* [Excerpted passage]:

# Elite XC Weigh in results (Gina made weight!!! EVENTUALLY)



## Shamrock-Ortiz (Sep 22, 2006)

http://mmajunkie.com/news/12926/elitexc-heat-weigh-in-results.mma



> SUNRISE, Fla. -- The Chairman's Club at the BankAtlantic Center in Sunrise, Fla., plays host to today's weigh-ins for "EliteXC: Heat."
> 
> The weigh-ins precede Saturday's CBS-televised event, which features a main event of Kevin "Kimbo Slice" Ferguson vs. Ken Shamrock.
> 
> ...


After plenty of struggle, she made it.

She was neked


----------



## Zemelya (Sep 23, 2007)

need to see pictures of this ray02:


----------



## MJB23 (Jan 26, 2007)

I'm pumped for this card. It's going to be the best one EXC puts on and i'm even more happy Gina made weight.

* [Aim]: According to the weigh-in thread, which two fighters meet in the main event of Saturday's CBS-televised card?

* [Material]:
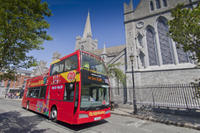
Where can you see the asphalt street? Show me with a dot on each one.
(14, 119)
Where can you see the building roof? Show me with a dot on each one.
(111, 51)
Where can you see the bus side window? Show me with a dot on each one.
(76, 98)
(42, 92)
(69, 92)
(71, 63)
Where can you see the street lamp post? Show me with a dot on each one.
(134, 98)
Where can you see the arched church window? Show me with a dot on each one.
(141, 57)
(165, 3)
(151, 5)
(158, 4)
(82, 47)
(140, 40)
(183, 57)
(165, 42)
(151, 45)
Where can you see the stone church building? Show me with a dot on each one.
(157, 60)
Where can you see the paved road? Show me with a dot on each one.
(14, 119)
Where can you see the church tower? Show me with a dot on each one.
(86, 42)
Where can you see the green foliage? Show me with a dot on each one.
(185, 29)
(113, 71)
(22, 29)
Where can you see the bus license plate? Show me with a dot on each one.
(97, 118)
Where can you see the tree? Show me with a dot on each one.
(22, 29)
(184, 29)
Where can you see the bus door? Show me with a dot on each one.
(68, 101)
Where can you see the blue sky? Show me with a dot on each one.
(68, 21)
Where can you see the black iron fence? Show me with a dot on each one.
(181, 96)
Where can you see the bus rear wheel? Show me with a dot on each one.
(53, 115)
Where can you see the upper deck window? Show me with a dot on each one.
(165, 3)
(158, 4)
(92, 63)
(68, 64)
(151, 6)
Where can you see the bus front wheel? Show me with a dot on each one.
(54, 114)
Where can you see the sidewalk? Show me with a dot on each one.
(177, 120)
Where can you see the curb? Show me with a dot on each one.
(167, 122)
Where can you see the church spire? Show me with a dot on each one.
(104, 49)
(87, 30)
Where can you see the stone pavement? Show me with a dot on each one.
(170, 119)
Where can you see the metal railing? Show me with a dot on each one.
(181, 96)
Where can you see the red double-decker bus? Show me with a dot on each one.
(75, 91)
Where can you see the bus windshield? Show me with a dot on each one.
(92, 63)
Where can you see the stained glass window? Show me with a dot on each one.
(151, 44)
(182, 56)
(165, 42)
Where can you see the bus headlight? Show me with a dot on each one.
(83, 116)
(107, 112)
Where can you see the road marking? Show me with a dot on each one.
(139, 123)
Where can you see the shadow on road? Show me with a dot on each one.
(13, 122)
(74, 127)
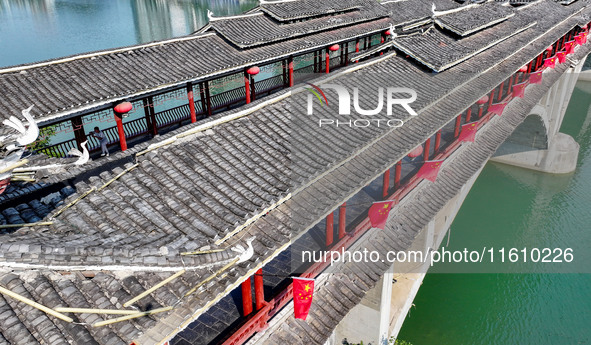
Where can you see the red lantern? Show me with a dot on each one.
(416, 152)
(253, 70)
(123, 108)
(483, 100)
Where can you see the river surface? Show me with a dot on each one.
(528, 208)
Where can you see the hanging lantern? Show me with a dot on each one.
(483, 100)
(253, 70)
(123, 108)
(416, 152)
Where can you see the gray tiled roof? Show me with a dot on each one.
(187, 195)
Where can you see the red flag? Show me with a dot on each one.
(429, 170)
(569, 47)
(497, 108)
(303, 291)
(519, 89)
(550, 62)
(536, 78)
(468, 132)
(561, 56)
(378, 213)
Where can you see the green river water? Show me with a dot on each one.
(509, 206)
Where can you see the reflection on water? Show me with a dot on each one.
(35, 30)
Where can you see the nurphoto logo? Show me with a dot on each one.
(390, 97)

* [Response below]: Kevin "Kimbo Slice" Ferguson and Ken Shamrock.